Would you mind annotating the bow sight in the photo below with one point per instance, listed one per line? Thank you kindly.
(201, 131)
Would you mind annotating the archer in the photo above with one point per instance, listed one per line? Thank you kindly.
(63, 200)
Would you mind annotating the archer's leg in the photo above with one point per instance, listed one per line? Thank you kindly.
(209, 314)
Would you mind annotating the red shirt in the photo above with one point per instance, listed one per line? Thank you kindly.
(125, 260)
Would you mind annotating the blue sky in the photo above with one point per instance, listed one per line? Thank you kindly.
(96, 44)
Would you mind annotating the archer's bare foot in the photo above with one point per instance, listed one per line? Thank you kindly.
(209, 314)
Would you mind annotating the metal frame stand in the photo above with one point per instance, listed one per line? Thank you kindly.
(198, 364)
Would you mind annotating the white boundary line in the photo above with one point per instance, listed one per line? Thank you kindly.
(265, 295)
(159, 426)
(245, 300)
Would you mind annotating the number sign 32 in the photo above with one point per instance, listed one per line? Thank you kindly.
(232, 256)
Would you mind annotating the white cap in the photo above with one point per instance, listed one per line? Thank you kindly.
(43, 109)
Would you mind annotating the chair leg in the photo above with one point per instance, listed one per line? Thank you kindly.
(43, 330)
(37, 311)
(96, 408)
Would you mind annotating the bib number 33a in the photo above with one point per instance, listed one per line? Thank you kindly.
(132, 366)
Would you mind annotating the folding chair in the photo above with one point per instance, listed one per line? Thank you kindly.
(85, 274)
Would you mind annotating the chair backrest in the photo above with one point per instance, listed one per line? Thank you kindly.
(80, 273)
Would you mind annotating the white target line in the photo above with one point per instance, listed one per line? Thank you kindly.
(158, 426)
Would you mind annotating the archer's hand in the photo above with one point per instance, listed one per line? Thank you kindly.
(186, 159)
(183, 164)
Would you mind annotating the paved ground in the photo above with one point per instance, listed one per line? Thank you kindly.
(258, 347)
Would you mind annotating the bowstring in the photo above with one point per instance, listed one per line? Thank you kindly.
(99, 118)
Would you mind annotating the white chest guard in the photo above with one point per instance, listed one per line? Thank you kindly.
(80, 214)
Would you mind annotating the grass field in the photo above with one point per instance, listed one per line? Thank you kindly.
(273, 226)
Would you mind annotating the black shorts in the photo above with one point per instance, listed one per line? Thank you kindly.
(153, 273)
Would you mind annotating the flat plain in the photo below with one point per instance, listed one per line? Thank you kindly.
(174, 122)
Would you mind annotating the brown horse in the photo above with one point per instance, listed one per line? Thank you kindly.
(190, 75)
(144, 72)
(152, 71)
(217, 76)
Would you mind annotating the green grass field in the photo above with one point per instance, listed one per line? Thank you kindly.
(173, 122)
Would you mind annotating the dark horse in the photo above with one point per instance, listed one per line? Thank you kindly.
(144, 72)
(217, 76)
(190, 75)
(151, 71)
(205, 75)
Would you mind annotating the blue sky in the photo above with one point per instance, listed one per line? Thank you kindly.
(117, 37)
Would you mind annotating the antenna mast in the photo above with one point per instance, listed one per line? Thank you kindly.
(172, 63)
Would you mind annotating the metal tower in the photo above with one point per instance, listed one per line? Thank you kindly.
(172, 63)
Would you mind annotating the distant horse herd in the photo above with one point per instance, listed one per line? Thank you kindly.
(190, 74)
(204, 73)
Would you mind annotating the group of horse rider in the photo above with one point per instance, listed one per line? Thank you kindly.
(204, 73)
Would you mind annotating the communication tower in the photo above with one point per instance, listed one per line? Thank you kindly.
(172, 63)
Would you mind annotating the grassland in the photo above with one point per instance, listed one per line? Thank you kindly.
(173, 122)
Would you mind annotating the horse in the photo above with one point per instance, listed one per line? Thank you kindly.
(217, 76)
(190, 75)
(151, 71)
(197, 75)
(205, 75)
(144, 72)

—————

▶ [What to produce]
Take the material above and reproduce it word for word.

▶ [Solution to this exercise]
Would you mind annotating the bow sight in the photo below with one point per instance, listed one per line? Thank you kindly.
(201, 131)
Would you mind annotating the archer in the photo above with one point per instance, listed one per line? Thank you kindly.
(63, 200)
Would you mind annotating the archer's leg in the photo above with one point per instance, listed one per line? Thank you kindly.
(209, 314)
Would you mind annotating the red shirt in the photo above with one point per instance, listed one per line? Thank you kindly.
(125, 260)
Would you mind annotating the blue sky in the photo above with one point per instance, listed one per line? Thank you kindly.
(96, 44)
Would you mind annotating the archer's bare foot in the photo above with one point per instance, listed one per line? Thank you kindly.
(209, 314)
Would you mind annotating the metal frame stand in the photo above with one point per instance, listed one per line? Thank you kindly.
(198, 364)
Would you mind annotating the white boundary line in the photo above with one point per instance, listed one per line? Thank you kindly.
(265, 295)
(159, 426)
(245, 300)
Would you mind annotating the number sign 32 in the photo above with one point per instance, listed one per line? Thank you kindly.
(232, 256)
Would you mind annotating the white cap in the photo above with one point per instance, listed one per line? Thank you kindly.
(43, 109)
Would you mind annotating the chair leg in the photo above with one point per instance, listed one per line? Thank you kindly.
(43, 330)
(37, 311)
(96, 408)
Would you mind annotating the bib number 33a in the photo above with one point per instance, listed one per line? Thank you kindly.
(132, 366)
Would you mind annotating the folding chair in the photo above with one point per instance, listed one per line? Thank you kindly.
(85, 274)
Would you mind annotating the chair backrest in the photo above with one point per instance, listed one per line? Thank you kindly.
(80, 273)
Would you mind annotating the white target line in the photo above with one point per instance, listed one per line? Thank you kindly.
(158, 426)
Would you mind annotating the archer's hand in the photo above with one point per instance, listed one per line? Thank you kindly.
(186, 159)
(183, 164)
Would you mind annotating the paved ground in the photo above with one point per instance, listed one per line? Thank you kindly.
(258, 347)
Would you mind annotating the bowstring in the photo above with one point per instance, listed one per line? Thank you kindly.
(99, 118)
Would you mind annotating the white chest guard in the photo above with one point per instance, listed one per line? Thank you kindly.
(80, 214)
Would you mind annotating the grass field in the photo above with one point per instance, listed one per line? Thank you kindly.
(273, 226)
Would you mind annotating the black shorts in the photo above with one point per instance, listed one per line? Thank you kindly.
(153, 273)
Would you mind annotating the flat plain in the photo below with one point per instance, listed one per line? Thank you kindly.
(174, 122)
Would you mind annotating the brown horse in the photo above with one point per instance, listed one per line? Thank you kindly.
(190, 75)
(144, 72)
(152, 71)
(217, 76)
Would you mind annotating the green grass field in the photo above with one point per instance, listed one per line? Thank you kindly.
(173, 122)
Would you mind annotating the dark horse in the photo above with one point per instance, listed one per line? Thank you kindly.
(144, 72)
(217, 76)
(190, 75)
(151, 71)
(205, 75)
Would you mind annotating the blue sky in the photo above with one point per instance, listed one per line? Thank you kindly.
(117, 37)
Would you mind annotating the antenna mast in the photo above with one point per instance, listed one per line? Thank you kindly.
(172, 63)
Would you mind annotating the metal tower in the photo above with one point per instance, listed one per line? Thank you kindly.
(172, 63)
Would you mind annotating the distant horse herd in the photo above with one point per instance, listed one per line? Thank you kindly.
(190, 74)
(204, 73)
Would you mind annotating the group of horse rider in the photo above with one point per instance, listed one per line? Thank you kindly.
(204, 73)
Would you mind annotating the communication tower in the photo above with one point per instance, listed one per line? Thank you kindly.
(172, 63)
Would you mind annotating the grassland in the photo above with one point per instance, listed one per line? Thank you kindly.
(173, 122)
Would you mind annotating the horse in the photo above with one point per instance, listed one per line? Thank you kindly.
(217, 76)
(190, 75)
(151, 71)
(197, 75)
(205, 75)
(144, 72)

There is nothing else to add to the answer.